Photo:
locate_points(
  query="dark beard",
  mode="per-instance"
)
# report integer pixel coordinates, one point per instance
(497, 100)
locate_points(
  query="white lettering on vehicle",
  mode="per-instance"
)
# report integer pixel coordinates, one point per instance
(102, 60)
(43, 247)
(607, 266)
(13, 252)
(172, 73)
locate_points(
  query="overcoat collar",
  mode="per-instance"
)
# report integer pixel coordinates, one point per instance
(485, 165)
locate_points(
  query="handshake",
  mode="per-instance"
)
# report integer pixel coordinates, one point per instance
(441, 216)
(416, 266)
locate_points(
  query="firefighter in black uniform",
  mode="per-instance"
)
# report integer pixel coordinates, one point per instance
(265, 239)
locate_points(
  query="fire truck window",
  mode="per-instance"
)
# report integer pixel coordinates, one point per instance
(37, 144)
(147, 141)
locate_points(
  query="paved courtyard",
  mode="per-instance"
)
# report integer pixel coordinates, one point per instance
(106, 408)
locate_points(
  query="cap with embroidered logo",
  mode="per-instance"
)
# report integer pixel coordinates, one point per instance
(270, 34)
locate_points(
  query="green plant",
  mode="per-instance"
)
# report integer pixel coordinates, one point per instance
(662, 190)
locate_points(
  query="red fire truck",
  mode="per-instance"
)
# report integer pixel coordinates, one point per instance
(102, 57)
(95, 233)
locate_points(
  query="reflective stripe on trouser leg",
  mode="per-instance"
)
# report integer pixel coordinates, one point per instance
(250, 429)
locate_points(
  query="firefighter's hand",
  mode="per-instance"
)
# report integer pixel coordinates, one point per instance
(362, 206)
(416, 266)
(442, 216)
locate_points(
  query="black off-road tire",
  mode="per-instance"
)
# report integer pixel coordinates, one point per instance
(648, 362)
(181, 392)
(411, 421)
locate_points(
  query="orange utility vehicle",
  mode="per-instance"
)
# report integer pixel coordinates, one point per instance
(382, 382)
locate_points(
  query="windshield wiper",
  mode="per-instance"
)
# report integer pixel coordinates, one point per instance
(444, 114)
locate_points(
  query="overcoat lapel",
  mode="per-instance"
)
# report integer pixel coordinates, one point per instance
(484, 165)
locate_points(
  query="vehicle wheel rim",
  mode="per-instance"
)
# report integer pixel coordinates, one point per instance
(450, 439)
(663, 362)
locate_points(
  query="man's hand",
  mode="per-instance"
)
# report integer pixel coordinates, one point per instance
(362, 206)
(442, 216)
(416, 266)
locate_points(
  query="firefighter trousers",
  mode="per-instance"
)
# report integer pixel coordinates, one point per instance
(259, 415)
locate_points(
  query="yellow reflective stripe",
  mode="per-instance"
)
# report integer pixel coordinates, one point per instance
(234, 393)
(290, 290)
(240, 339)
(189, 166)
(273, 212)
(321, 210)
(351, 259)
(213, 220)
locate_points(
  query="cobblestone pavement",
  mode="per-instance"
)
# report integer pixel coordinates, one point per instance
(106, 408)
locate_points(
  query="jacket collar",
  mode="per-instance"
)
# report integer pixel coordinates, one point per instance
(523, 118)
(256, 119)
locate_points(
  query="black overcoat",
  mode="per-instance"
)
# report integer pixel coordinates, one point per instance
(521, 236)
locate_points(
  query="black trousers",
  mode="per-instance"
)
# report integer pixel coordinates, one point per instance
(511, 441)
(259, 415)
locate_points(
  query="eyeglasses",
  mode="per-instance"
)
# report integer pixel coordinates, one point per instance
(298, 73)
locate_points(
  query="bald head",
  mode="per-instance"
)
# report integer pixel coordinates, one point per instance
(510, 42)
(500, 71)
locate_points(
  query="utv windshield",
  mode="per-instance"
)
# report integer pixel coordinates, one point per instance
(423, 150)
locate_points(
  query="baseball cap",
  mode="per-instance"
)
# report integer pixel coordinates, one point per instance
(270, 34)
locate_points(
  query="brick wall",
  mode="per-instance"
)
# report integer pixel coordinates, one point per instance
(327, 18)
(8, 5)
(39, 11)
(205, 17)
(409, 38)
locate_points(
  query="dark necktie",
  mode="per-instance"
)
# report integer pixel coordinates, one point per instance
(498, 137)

**SET TASK**
Please reproduce the entire listing, exactly as shown.

**ANSWER TO THE PROBLEM**
Photo:
locate_points(
  query="dark beard",
  mode="per-instance"
)
# report integer pixel coordinates, one point per instance
(497, 100)
locate_points(
  query="white lettering on vehicle",
  mode="per-instance"
)
# report integer pixel coordinates, one point per instance
(102, 60)
(43, 247)
(607, 266)
(13, 252)
(172, 73)
locate_points(
  query="overcoat collar",
  mode="per-instance"
)
# report integer pixel coordinates, one point per instance
(485, 165)
locate_points(
  query="handshake",
  mode="per-instance"
)
# report integer pixel coordinates, one point per instance
(441, 216)
(416, 266)
locate_points(
  query="firefighter in black uniform",
  mode="per-instance"
)
# report integer pixel coordinates, one point per instance
(265, 239)
locate_points(
  query="fire truck window",
  mode="per-instance"
)
# report integer pixel coordinates, one point per instance
(37, 144)
(147, 141)
locate_points(
  query="paved courtyard",
  mode="per-instance"
)
# report integer pixel coordinates, one point per instance
(106, 408)
locate_points(
  query="cap with embroidered logo",
  mode="per-instance"
)
# report integer pixel coordinates, one point per instance
(270, 34)
locate_points(
  query="green plant",
  mode="per-instance"
)
# report integer pixel coordinates, one point per instance
(662, 190)
locate_points(
  query="red fire truck",
  mode="per-instance"
)
# report integer pixel coordinates, one point per instance
(102, 57)
(95, 233)
locate_points(
  query="reflective stripe on trouser leg",
  mode="per-instance"
)
# report integer pixel coordinates, one point per instance
(250, 429)
locate_points(
  query="firefighter's hand",
  mode="per-instance"
)
# report integer pixel coordinates, one point per instance
(362, 206)
(416, 266)
(442, 216)
locate_points(
  query="black off-road tire",
  mode="per-instance"
)
# report integer pixel coordinates, one point per instance
(648, 362)
(181, 392)
(411, 421)
locate_points(
  query="orange utility vehicle",
  mode="per-instance"
)
# report integer pixel coordinates, one point per instance
(382, 382)
locate_points(
  query="windshield wiper",
  mode="per-instance"
)
# report integer pixel coordinates, one point per instance
(444, 114)
locate_points(
  query="overcoat lapel",
  mode="per-instance"
)
# report integer pixel coordinates, one point per instance
(484, 165)
locate_points(
  query="vehicle wheel rim",
  mode="per-instance"
)
# report integer pixel coordinates, one point per instance
(450, 439)
(663, 362)
locate_points(
  query="man's hand",
  mode="per-instance"
)
# report integer pixel coordinates, one point per instance
(362, 206)
(442, 216)
(416, 266)
locate_points(
  query="firefighter trousers",
  mode="per-instance"
)
# report integer pixel coordinates, one point per instance
(259, 415)
locate_points(
  query="yellow reflective stripe",
  mode="per-instance"
)
# report integer pixel coordinates, one point per instance
(234, 393)
(290, 290)
(240, 339)
(189, 166)
(273, 212)
(321, 210)
(351, 259)
(213, 220)
locate_points(
  query="cobblestone pavement",
  mode="per-instance"
)
# report integer pixel coordinates, one point per instance
(106, 408)
locate_points(
  query="jacket collar",
  mode="per-instance"
)
# report integer pixel coordinates, one point per instance
(523, 118)
(256, 119)
locate_points(
  query="black overcoat",
  mode="per-instance"
)
# report integer pixel coordinates, one point per instance
(521, 236)
locate_points(
  query="black trousers",
  mode="per-instance"
)
# report integer pixel coordinates, one point per instance
(511, 441)
(259, 415)
locate_points(
  query="eyeglasses",
  mode="per-instance"
)
# report integer pixel coordinates, one point per instance
(298, 73)
locate_points(
  query="bald head",
  mode="per-instance"
)
# report integer pixel coordinates, one point per instance
(510, 42)
(500, 71)
locate_points(
  query="utv windshield",
  mode="per-instance"
)
# report integer pixel coordinates, one point per instance
(423, 150)
locate_points(
  query="baseball cap",
  mode="per-instance"
)
# report integer pixel coordinates, one point per instance
(270, 34)
locate_points(
  query="brick wall",
  mode="per-instance"
)
# report integer pixel coordinates, one point per instance
(327, 18)
(8, 5)
(39, 11)
(205, 17)
(409, 38)
locate_points(
  query="dark necktie",
  mode="per-instance"
)
# report integer pixel coordinates, one point per instance
(498, 137)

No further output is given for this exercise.